# TEXT SEGMENT
┄┄┄┄┄┄┄┄┄┄┄┄┄┄┄┄┄┄┄┄

How should I request a second opinion?
If you have decided that a second opinion is right for you, you should explain to your GP or specialist your reasons for the request. Try to be objective, i.e. state your opinions factually. For example, it is better to say “the doctor I saw recommended surgery but would not tell me how many times they have performed the procedure” rather than “the doctor seemed incompetent and didn’t know what they were doing”! You have several possible routes to seek referral to a specialist ophthalmologist through a GP, an optometrist or endocrinologist.
When asking for a second opinion, it is usually helpful to the doctor providing that second opinion, to be able to see your medical records pertaining to any assessment or treatment so far. Within the NHS, the referring doctor may be able to arrange this directly for you if they know details of where you have been seen before. You are also entitled to request copies of your own medical records but there may be a fee for this depending on how much printing and administrative time is involved. CT and MRI scans can also usually be digitally transferred between hospitals as needed, so if you have had previous scans it is worth asking for this to be mentioned on a referral so this can be organised ahead of your appointment.
The BOPSS (British Oculoplastic Surgery Society) website now has a thyroid eye disease service directory which provides information about specialist thyroid eye disease clinics and the range of services available in each hospital.
What about private second opinions?

┄┄┄┄┄┄┄┄┄┄┄┄┄┄┄┄┄┄┄┄

# EXERCISE
Transcribe word for word the part of the text on requesting a second opinion that opens with the words containing "The BOPSS (British" and closes with "private second opinions?". The records that come next were taken from a separate source and are unrelated to the text on second opinions.

Entries drawn from a collection
┄┄┄┄┄┄┄┄┄┄┄┄┄┄┄┄┄┄┄┄

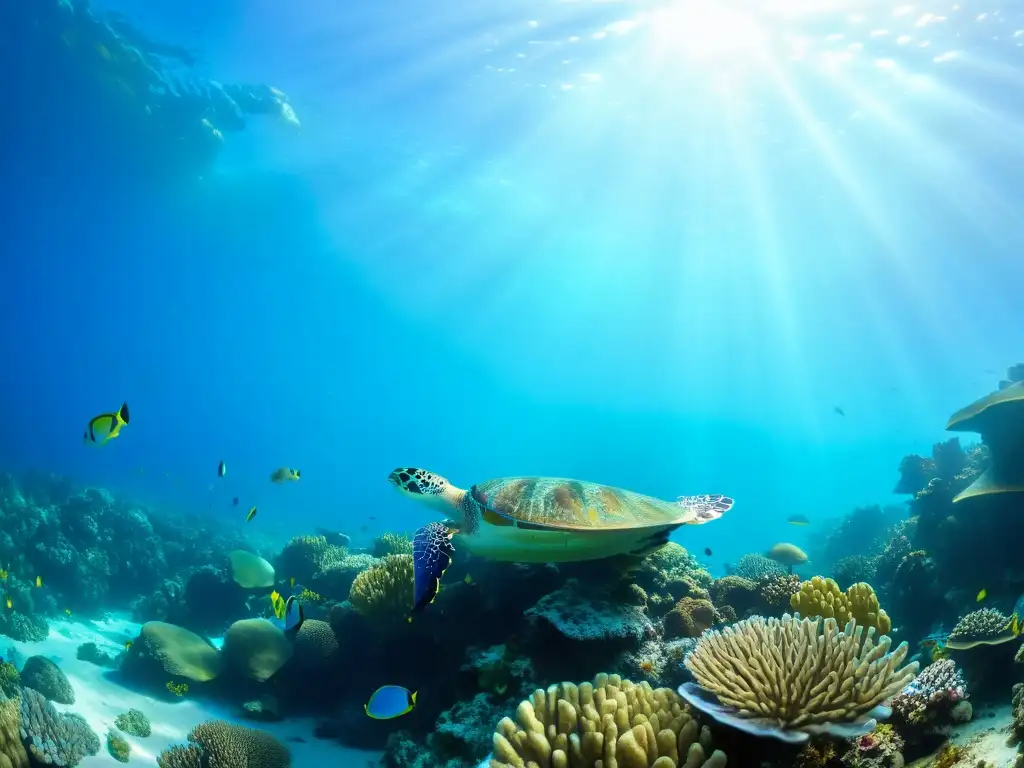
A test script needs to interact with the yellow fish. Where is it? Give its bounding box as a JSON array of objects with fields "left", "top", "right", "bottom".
[
  {"left": 83, "top": 402, "right": 128, "bottom": 445},
  {"left": 270, "top": 467, "right": 299, "bottom": 483}
]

┄┄┄┄┄┄┄┄┄┄┄┄┄┄┄┄┄┄┄┄

# FINISHED TASK
The BOPSS (British Oculoplastic Surgery Society) website now has a thyroid eye disease service directory which provides information about specialist thyroid eye disease clinics and the range of services available in each hospital.
What about private second opinions?